INSTRUKSI TUGAS 1:
Salin ulang bagian teks tentang perguruan tinggi dan pemberantasan korupsi tanpa perubahan, mulai dari "Strategi Investigative" sampai ke "dan pengadilan negeri.".
INSTRUKSI TUGAS 2:
Dalam teks tentang perguruan tinggi dan pemberantasan korupsi, apa yang perlu rutin didatangi dan dipantau oleh lembaga kajian dan penelitian?
INSTRUKSI TUGAS 3:
Sambung teks tentang perguruan tinggi dan pemberantasan korupsi, dimulai setelah kalimat terakhir yang tercantum.

KUTIPAN DOKUMEN:
Pada tataran internal kelembagaan, perguruan tinggi itu sendiri pun juga harus menerapkan sistem yang transparan dan terbuka, mudah diakses dan terevaluasi. Dengan begitu, baik keluarga besar kampus, terutama mahasiswa, maupun pihak di luar kampus dapat mengontrol berjalannya sistem di dalam kampus yang transparan dan akuntabel, terutama dalam persoalan keuangan, penerimaan mahasiswa baru, rekrutmen dosen dan karyawan, serta persoalan lain yang sensitif di mata publik. Perguruan tinggi juga harus berani memasang poster, spanduk, baliho dan beragam alat peraga lain yang berisi tulisan “kampus bebas korupsi”, jika itu dilakukan, maka secara moril kampus memiliki tanggung jawab yang luar biasa besar untuk terus berusaha “membersihkan diri” dari praktik korupsi. karena sampai sejauh ini, perguruan tinggi masih belum terjamah oleh isu-isu antikorupsi. Padahal, tidak ada jaminan bahwa perguruan tinggi terbebas dari praktik korupsi.

Strategi Investigative
Hal ini didasarkan pada fenomena kampus yang hanya memproduksi SDM untuk kebutuhan pasar, hal itu jelas mengikis peran kampus yang sesungguhnya. Semestinya perguruan tinggi mengadakan suatu lembaga kajian dan penelitian yang fokus pada penelitian dan pemberdayaan masyarakat sipil untuk ikut bersama-sama memberantas korupsi. Lembaga kajian dan penelitian ini proaktif dalam menerima pengaduan masyarakat yang melihat, mendengar, atau mengetahui adanya tindakan korupsi yang terjadi. Lembaga kajian ini perlu rutin mendatangi dan memantau proses peradilan kasus-kasus dugaan korupsi yang berlangsung di pengadilan negeri setempat. Dengan begitu, akan banyak temuan, data dan hal-hal menarik terkait kasus korupsi yang masuk ke kejaksaan dan pengadilan negeri.

(Catatan sumber)

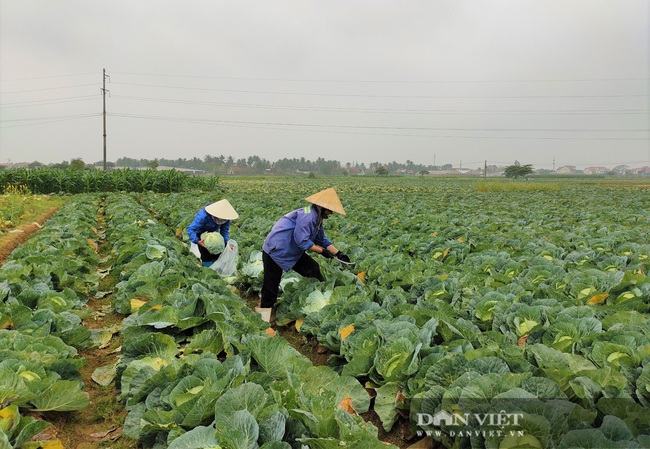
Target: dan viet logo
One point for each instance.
(471, 424)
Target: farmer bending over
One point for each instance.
(292, 235)
(214, 217)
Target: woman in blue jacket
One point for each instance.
(286, 246)
(214, 217)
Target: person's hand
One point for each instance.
(342, 257)
(327, 254)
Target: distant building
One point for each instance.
(621, 169)
(595, 170)
(566, 169)
(641, 170)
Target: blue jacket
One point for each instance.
(203, 222)
(294, 234)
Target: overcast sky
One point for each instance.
(545, 82)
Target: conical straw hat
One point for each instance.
(222, 209)
(328, 199)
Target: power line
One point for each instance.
(305, 126)
(384, 111)
(382, 81)
(526, 97)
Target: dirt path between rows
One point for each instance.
(100, 425)
(15, 237)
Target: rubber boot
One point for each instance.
(265, 313)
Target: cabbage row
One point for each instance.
(197, 368)
(474, 302)
(44, 288)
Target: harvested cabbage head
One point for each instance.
(213, 242)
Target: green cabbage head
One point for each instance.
(213, 242)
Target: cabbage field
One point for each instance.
(472, 318)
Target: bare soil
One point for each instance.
(14, 237)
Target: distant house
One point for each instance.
(641, 170)
(621, 169)
(566, 169)
(595, 170)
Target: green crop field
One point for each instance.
(478, 314)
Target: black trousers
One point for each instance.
(306, 266)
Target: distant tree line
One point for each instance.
(254, 165)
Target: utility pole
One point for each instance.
(104, 112)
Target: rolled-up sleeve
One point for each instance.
(321, 238)
(225, 231)
(303, 230)
(195, 228)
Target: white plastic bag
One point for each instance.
(194, 249)
(226, 264)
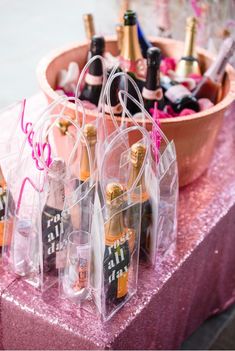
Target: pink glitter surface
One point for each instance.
(187, 286)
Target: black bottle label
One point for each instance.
(53, 227)
(131, 217)
(177, 92)
(2, 203)
(116, 266)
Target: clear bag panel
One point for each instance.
(115, 252)
(74, 257)
(169, 192)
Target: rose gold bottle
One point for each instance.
(189, 64)
(138, 152)
(117, 251)
(90, 133)
(3, 194)
(89, 25)
(211, 83)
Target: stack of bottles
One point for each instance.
(178, 88)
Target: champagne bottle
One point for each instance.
(89, 25)
(116, 106)
(144, 42)
(3, 195)
(53, 227)
(211, 83)
(125, 6)
(11, 207)
(94, 78)
(138, 152)
(117, 252)
(178, 96)
(152, 91)
(80, 215)
(90, 133)
(163, 19)
(131, 59)
(188, 64)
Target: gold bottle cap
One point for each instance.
(90, 133)
(89, 25)
(120, 32)
(58, 167)
(138, 152)
(125, 5)
(113, 191)
(191, 24)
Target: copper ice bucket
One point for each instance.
(194, 135)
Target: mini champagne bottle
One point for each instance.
(152, 90)
(90, 134)
(178, 96)
(138, 152)
(210, 85)
(3, 195)
(189, 64)
(131, 59)
(116, 106)
(94, 78)
(119, 32)
(81, 215)
(89, 27)
(53, 226)
(117, 251)
(11, 207)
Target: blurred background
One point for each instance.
(31, 29)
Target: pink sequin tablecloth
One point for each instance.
(185, 288)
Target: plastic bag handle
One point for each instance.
(83, 72)
(64, 100)
(128, 79)
(145, 133)
(143, 110)
(79, 136)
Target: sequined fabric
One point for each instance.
(190, 283)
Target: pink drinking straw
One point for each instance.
(156, 137)
(27, 130)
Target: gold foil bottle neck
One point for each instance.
(58, 167)
(90, 133)
(120, 33)
(131, 50)
(188, 64)
(138, 152)
(114, 191)
(191, 24)
(190, 36)
(89, 25)
(125, 5)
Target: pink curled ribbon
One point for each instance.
(155, 136)
(40, 150)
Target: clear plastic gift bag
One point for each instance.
(74, 259)
(116, 227)
(38, 184)
(166, 166)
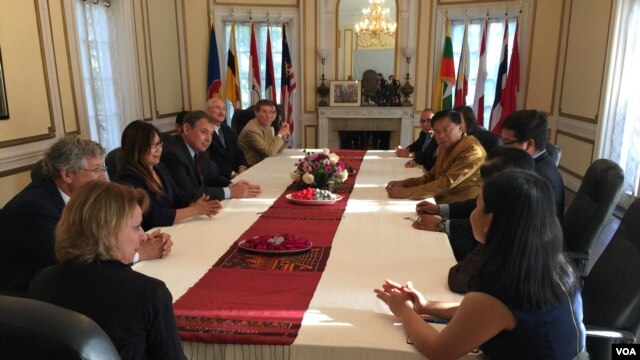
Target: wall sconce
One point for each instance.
(407, 89)
(323, 89)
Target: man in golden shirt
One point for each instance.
(257, 140)
(455, 175)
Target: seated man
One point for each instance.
(28, 221)
(456, 174)
(224, 149)
(423, 150)
(458, 226)
(527, 130)
(257, 139)
(190, 167)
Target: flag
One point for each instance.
(478, 97)
(501, 80)
(513, 84)
(254, 69)
(443, 94)
(288, 85)
(269, 78)
(232, 90)
(462, 81)
(214, 82)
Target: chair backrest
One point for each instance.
(31, 329)
(591, 207)
(611, 292)
(114, 162)
(36, 171)
(554, 152)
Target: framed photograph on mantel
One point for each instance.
(345, 93)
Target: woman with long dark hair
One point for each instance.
(526, 302)
(141, 149)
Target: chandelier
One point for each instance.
(375, 28)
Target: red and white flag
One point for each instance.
(478, 97)
(269, 79)
(254, 70)
(501, 81)
(288, 84)
(462, 80)
(513, 84)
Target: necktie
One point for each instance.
(196, 159)
(221, 138)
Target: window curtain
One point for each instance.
(107, 48)
(622, 140)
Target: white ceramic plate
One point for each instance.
(313, 202)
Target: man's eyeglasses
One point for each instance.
(100, 169)
(509, 142)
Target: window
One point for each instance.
(495, 33)
(620, 135)
(243, 41)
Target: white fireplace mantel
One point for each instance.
(327, 114)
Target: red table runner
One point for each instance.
(249, 298)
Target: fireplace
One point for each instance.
(364, 140)
(364, 127)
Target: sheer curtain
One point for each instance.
(106, 38)
(621, 141)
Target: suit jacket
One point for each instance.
(426, 158)
(455, 176)
(258, 142)
(162, 209)
(27, 233)
(547, 169)
(229, 158)
(133, 309)
(182, 167)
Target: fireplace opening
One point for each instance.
(364, 140)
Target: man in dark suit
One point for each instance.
(224, 150)
(527, 130)
(28, 221)
(191, 168)
(423, 150)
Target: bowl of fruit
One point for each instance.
(275, 244)
(313, 196)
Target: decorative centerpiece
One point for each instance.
(320, 170)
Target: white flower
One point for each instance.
(344, 175)
(308, 178)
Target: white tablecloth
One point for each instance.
(373, 242)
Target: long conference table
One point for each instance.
(373, 242)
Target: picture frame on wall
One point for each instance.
(345, 93)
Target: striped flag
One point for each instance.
(478, 97)
(214, 82)
(232, 90)
(269, 79)
(513, 84)
(254, 70)
(462, 81)
(501, 81)
(288, 85)
(442, 94)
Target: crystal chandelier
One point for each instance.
(375, 28)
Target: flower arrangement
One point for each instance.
(321, 170)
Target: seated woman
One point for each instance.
(98, 234)
(456, 173)
(526, 301)
(141, 150)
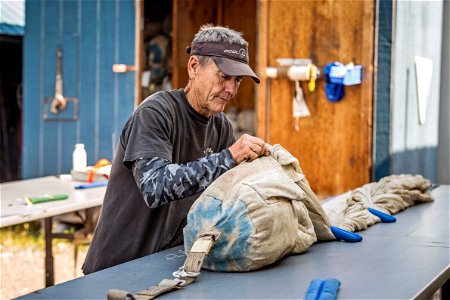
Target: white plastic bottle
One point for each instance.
(79, 158)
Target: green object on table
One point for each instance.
(46, 198)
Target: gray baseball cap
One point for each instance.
(231, 59)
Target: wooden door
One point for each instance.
(333, 145)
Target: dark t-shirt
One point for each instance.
(166, 126)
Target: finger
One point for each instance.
(252, 156)
(256, 149)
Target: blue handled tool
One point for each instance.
(385, 218)
(91, 185)
(345, 235)
(323, 289)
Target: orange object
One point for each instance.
(99, 164)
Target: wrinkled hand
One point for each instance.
(248, 148)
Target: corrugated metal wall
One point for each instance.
(418, 32)
(93, 35)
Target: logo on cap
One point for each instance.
(241, 52)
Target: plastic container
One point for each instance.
(79, 158)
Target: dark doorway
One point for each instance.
(10, 107)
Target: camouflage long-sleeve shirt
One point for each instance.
(161, 182)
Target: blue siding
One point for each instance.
(32, 89)
(90, 34)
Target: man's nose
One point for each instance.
(231, 86)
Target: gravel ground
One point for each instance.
(22, 268)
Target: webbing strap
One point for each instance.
(183, 276)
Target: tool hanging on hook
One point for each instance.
(299, 107)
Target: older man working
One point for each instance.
(174, 145)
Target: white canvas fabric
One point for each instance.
(394, 193)
(390, 195)
(264, 210)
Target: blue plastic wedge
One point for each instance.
(323, 289)
(385, 218)
(345, 235)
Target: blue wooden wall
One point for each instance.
(93, 35)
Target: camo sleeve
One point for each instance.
(161, 181)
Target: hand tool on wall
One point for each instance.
(58, 107)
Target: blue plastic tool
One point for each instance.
(323, 289)
(91, 185)
(385, 218)
(345, 235)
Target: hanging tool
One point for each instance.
(59, 103)
(299, 107)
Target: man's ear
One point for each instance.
(193, 66)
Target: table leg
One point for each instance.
(49, 278)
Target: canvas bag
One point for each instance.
(263, 209)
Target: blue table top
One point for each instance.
(406, 259)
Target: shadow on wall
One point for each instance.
(421, 161)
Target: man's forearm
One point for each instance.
(160, 181)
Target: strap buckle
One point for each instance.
(182, 273)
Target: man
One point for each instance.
(174, 145)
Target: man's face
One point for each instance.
(213, 89)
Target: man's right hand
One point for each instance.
(248, 148)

HASIL LATIHAN 1:
Strategi Investigative
Hal ini didasarkan pada fenomena kampus yang hanya memproduksi SDM untuk kebutuhan pasar, hal itu jelas mengikis peran kampus yang sesungguhnya. Semestinya perguruan tinggi mengadakan suatu lembaga kajian dan penelitian yang fokus pada penelitian dan pemberdayaan masyarakat sipil untuk ikut bersama-sama memberantas korupsi. Lembaga kajian dan penelitian ini proaktif dalam menerima pengaduan masyarakat yang melihat, mendengar, atau mengetahui adanya tindakan korupsi yang terjadi. Lembaga kajian ini perlu rutin mendatangi dan memantau proses peradilan kasus-kasus dugaan korupsi yang berlangsung di pengadilan negeri setempat. Dengan begitu, akan banyak temuan, data dan hal-hal menarik terkait kasus korupsi yang masuk ke kejaksaan dan pengadilan negeri.

HASIL LATIHAN 2:
Lembaga kajian itu perlu rutin mendatangi dan memantau proses peradilan kasus-kasus dugaan korupsi yang berlangsung di pengadilan negeri setempat.

HASIL LATIHAN 3:
Selain itu Perguruan tinggi juga harus bekerja sama dengan Komisi Pemberantasan Korupsi (KPK) dalam meneruskan pengaduan masyarakat terhadap adanya indikasi temuan perbuatan korupsi di daerah. Hal dilakukan bukan untuk memperpanjang alur birokrasi pelaporan kasus dugaan korupsi, melainkan salah satu upaya “jemput bola” dari perguruan tinggi untuk proaktif mendekatkan warga dengan institusi penegak hukum.

Strategi Edukatif
Perguruan tinggi sebagai lembaga pendidikan memiliki peran penting untuk menumbuhkan kesadaran bagi setiap individu untuk tidak melakukan korupsi, hal tersebut terasa penting karena benteng pencegahan korupsi adalah sikap mental setiap individu untuk tidak melakukan kejahatan korupsi yang bisa ditumbuhkan oleh lembaga pendidikan semisal perguruan tinggi.
Upaya ini misalnya dapat dilakukan dengan memberikan penyuluhan kepada masyarakat mengenai bahaya melakukan tindakan korupsi karena pada nantinya akan mengancam dan merugikan kehidupan masyarakat sendiri. Serta menghimbau agar masyarakat ikut serta dalam menindaklanjuti (berperan aktif) dalam memberantas tindakan korupsi yang terjadi di sekitar lingkungan mereka. Selain itu, masyarakat dituntut lebih kritis terhadap kebijakan pemerintah yang dirasa kurang relevan. Maka masyarakat sadar bahwa korupsi memang harus dilawan dan dimusnahkan dengan mengerahkan kekuatan secara massif, artinya bukan hanya pemerintah saja melainkan seluruh lapisan masyarakat.
Perguruan tinggi juga perlu melakukan sosialisasi dan penyadaran sekolah bebas korupsi, secara kontinyu ke sekolah-sekolah dan lembaga pendidikan di bawahnya. Dunia pendidikan yang dipelopori kampus harus mampu mewujudkan paradigma luhur dan mulia. Jika perlu, setiap kampus memiliki sekolah binaan atau percontohan yang dapat menjadi prototipe dari perwujudan paradigma luhur dan mulia tersebut.. Sekolah yang menerapkan asas kejujuran dalam semua aspek kehidupannya berhasil dan sukses dalam melahirkan siswa dan peserta didik yang berprestasi dan sukses.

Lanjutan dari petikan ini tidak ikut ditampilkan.